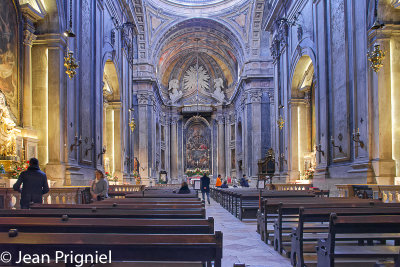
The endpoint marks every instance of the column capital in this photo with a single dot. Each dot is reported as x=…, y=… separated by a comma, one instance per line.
x=29, y=37
x=143, y=98
x=255, y=96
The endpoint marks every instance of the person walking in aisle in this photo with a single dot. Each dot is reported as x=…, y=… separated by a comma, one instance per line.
x=205, y=187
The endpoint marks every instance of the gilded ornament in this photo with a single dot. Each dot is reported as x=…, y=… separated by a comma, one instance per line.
x=376, y=57
x=280, y=122
x=70, y=64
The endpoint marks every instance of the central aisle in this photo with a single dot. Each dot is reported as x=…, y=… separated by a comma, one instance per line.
x=241, y=242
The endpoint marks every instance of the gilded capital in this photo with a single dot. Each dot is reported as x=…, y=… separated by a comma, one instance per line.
x=29, y=37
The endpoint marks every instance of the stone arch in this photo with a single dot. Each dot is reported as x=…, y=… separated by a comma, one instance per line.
x=197, y=145
x=112, y=120
x=302, y=122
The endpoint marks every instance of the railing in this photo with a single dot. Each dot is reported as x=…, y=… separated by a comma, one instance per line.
x=10, y=199
x=125, y=188
x=164, y=186
x=388, y=193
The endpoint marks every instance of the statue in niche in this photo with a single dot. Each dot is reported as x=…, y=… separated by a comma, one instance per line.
x=7, y=130
x=174, y=93
x=218, y=93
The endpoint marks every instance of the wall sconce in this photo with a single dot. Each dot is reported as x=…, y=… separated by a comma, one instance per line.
x=333, y=144
x=376, y=57
x=282, y=157
x=70, y=64
x=318, y=148
x=88, y=149
x=132, y=123
x=76, y=143
x=356, y=138
x=280, y=122
x=103, y=151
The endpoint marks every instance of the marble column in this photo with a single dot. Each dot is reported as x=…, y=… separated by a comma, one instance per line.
x=118, y=161
x=382, y=162
x=221, y=145
x=29, y=37
x=143, y=128
x=174, y=150
x=294, y=153
x=395, y=59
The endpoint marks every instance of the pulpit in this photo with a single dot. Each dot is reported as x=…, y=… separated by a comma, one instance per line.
x=266, y=170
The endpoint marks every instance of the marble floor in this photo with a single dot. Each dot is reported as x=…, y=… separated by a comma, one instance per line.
x=241, y=242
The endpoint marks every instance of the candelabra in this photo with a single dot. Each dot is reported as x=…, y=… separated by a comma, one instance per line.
x=376, y=57
x=103, y=151
x=76, y=143
x=318, y=148
x=356, y=138
x=333, y=144
x=91, y=148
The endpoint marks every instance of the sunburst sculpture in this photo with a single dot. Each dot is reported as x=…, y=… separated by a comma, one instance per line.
x=190, y=79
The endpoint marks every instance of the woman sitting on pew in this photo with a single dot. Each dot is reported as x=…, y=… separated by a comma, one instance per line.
x=224, y=185
x=184, y=189
x=99, y=187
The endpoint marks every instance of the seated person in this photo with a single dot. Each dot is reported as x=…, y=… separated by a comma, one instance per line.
x=224, y=185
x=244, y=182
x=219, y=181
x=99, y=187
x=184, y=189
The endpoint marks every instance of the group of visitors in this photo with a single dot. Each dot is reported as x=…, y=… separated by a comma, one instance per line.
x=243, y=182
x=34, y=185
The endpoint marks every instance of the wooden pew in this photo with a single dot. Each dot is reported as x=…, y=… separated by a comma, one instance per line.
x=271, y=207
x=383, y=227
x=122, y=247
x=305, y=242
x=282, y=226
x=107, y=213
x=66, y=224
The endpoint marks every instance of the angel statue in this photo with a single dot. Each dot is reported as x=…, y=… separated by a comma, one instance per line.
x=174, y=93
x=218, y=94
x=7, y=130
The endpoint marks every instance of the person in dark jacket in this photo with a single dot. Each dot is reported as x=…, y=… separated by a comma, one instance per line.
x=34, y=183
x=205, y=187
x=99, y=188
x=243, y=181
x=184, y=189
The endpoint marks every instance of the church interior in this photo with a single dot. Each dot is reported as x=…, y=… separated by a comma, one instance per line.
x=290, y=101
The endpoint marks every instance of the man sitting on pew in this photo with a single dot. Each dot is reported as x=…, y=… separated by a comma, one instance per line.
x=99, y=187
x=34, y=184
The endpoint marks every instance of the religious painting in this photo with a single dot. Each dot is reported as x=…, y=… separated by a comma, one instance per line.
x=9, y=55
x=197, y=147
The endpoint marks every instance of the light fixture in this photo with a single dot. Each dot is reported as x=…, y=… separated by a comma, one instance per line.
x=70, y=64
x=132, y=123
x=69, y=33
x=280, y=122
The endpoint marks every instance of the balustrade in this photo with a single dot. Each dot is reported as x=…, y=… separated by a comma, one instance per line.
x=9, y=199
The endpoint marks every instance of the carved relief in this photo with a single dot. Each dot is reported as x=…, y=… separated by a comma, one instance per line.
x=218, y=93
x=255, y=97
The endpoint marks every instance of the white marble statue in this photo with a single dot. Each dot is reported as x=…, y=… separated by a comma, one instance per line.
x=218, y=93
x=174, y=93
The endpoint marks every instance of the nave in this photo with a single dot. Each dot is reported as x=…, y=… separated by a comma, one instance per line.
x=242, y=244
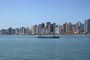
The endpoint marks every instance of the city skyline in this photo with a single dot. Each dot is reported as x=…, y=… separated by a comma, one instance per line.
x=18, y=13
x=50, y=28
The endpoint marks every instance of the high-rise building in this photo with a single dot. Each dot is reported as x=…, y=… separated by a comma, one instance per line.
x=34, y=29
x=87, y=26
x=67, y=28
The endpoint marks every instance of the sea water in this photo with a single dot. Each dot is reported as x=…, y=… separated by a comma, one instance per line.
x=27, y=47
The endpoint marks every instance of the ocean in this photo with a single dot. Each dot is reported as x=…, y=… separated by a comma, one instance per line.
x=28, y=47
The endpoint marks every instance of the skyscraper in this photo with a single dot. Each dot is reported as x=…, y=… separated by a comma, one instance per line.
x=87, y=26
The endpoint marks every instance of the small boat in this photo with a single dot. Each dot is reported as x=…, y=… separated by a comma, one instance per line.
x=47, y=36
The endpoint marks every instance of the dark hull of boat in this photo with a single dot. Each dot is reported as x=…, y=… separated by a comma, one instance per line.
x=48, y=37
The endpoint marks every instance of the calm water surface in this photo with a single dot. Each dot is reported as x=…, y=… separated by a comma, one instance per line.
x=32, y=48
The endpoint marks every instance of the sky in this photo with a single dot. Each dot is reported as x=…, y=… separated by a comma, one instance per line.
x=18, y=13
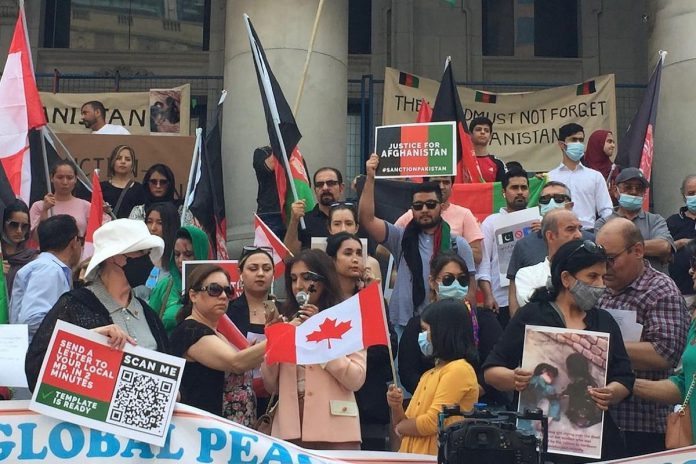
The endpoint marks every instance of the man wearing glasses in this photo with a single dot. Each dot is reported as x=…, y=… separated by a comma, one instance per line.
x=633, y=285
x=40, y=283
x=328, y=189
x=631, y=185
x=413, y=246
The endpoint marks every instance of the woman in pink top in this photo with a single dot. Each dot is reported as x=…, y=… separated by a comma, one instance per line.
x=63, y=179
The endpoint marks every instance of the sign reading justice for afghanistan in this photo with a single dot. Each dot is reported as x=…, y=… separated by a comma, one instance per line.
x=416, y=150
x=130, y=393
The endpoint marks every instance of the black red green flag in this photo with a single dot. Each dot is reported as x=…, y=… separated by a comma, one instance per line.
x=448, y=107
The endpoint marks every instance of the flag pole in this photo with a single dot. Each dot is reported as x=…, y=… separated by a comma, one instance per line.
x=296, y=107
x=268, y=90
x=31, y=65
x=195, y=167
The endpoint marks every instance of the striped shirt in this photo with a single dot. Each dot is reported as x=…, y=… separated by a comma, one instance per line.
x=662, y=311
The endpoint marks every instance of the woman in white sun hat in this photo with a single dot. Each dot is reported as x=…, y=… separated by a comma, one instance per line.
x=122, y=250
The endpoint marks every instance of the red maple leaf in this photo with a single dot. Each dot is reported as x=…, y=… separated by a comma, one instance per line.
x=328, y=330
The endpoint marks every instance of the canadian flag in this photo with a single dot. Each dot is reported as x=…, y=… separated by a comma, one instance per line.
x=350, y=326
x=264, y=237
x=20, y=111
x=96, y=215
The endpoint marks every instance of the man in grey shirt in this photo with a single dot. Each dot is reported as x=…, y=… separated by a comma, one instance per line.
x=424, y=235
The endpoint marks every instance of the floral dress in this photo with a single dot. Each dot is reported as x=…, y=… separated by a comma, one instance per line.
x=238, y=399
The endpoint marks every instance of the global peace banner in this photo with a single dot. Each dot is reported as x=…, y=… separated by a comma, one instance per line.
x=525, y=124
x=194, y=436
x=159, y=111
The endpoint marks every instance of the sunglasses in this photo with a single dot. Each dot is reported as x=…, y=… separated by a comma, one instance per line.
x=430, y=204
x=590, y=247
x=449, y=280
x=17, y=225
x=215, y=290
x=328, y=183
x=159, y=182
x=558, y=198
x=312, y=276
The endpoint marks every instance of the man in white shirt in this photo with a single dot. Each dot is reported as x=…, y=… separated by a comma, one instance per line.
x=516, y=191
x=93, y=113
x=558, y=227
x=590, y=192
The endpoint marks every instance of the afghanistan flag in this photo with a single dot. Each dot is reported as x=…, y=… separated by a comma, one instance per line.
x=448, y=107
x=208, y=197
x=393, y=198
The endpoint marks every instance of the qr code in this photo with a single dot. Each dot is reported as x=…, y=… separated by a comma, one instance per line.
x=141, y=401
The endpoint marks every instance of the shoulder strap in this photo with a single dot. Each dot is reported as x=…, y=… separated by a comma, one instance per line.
x=122, y=196
x=165, y=297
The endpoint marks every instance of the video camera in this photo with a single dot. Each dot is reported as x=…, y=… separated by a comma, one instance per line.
x=486, y=437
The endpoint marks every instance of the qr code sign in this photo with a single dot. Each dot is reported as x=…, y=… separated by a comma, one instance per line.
x=140, y=401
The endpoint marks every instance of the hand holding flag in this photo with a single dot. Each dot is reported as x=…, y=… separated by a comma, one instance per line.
x=353, y=325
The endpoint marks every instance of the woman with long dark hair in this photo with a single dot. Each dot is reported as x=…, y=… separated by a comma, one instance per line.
x=15, y=233
x=448, y=333
x=577, y=271
x=308, y=412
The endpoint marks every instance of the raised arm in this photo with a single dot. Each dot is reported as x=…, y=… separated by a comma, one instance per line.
x=366, y=211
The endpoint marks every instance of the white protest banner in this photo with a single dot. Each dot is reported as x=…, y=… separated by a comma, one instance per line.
x=564, y=364
x=193, y=436
x=142, y=113
x=508, y=229
x=14, y=342
x=416, y=150
x=129, y=393
x=525, y=124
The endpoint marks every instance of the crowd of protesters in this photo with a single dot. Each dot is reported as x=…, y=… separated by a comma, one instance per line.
x=595, y=248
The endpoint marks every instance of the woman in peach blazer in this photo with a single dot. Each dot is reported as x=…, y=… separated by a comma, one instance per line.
x=316, y=403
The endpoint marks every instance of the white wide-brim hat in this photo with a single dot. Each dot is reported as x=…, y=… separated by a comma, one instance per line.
x=122, y=236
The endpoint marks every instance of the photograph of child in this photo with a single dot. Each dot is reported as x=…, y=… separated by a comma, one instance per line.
x=564, y=364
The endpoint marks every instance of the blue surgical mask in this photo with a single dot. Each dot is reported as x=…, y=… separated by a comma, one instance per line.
x=691, y=203
x=455, y=290
x=630, y=202
x=575, y=150
x=424, y=343
x=550, y=206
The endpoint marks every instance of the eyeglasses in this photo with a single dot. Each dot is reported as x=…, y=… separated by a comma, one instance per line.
x=215, y=290
x=312, y=276
x=329, y=183
x=17, y=225
x=590, y=247
x=340, y=204
x=430, y=204
x=449, y=280
x=612, y=259
x=558, y=198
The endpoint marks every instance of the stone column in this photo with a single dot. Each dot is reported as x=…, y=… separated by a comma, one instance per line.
x=672, y=24
x=284, y=29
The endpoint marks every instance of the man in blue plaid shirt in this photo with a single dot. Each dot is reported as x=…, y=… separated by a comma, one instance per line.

■ **課題**
上のデータのうち「The endpoint marks every instance of the gilded ornament」を含む行から「x=302, y=122」を含む行までを、両端の行も含めて一行も省かずに書き直すこと。その際、座標の数値はすべて0.95倍して縮尺を変え、四捨五入で整数にすること。

■ **課題の解答**
The endpoint marks every instance of the gilded ornament in this photo with a single dot. Each dot is reported as x=…, y=… separated by a comma, one instance per line.
x=357, y=54
x=266, y=116
x=67, y=61
The endpoint marks every instance of the central aisle in this photo with a single dot. Each dot is reported as x=…, y=… separated by a comma, one instance per line.
x=229, y=230
The endpoint marks every instance of the gilded capital in this photo with a single dot. Each dot is reported as x=…, y=… separated by a comma, one instance per line.
x=28, y=35
The endpoint marks every instance of the stone arch in this photo with a single dot. Each dot is reported as x=…, y=… separated by a comma, one instance per line.
x=187, y=138
x=106, y=114
x=287, y=116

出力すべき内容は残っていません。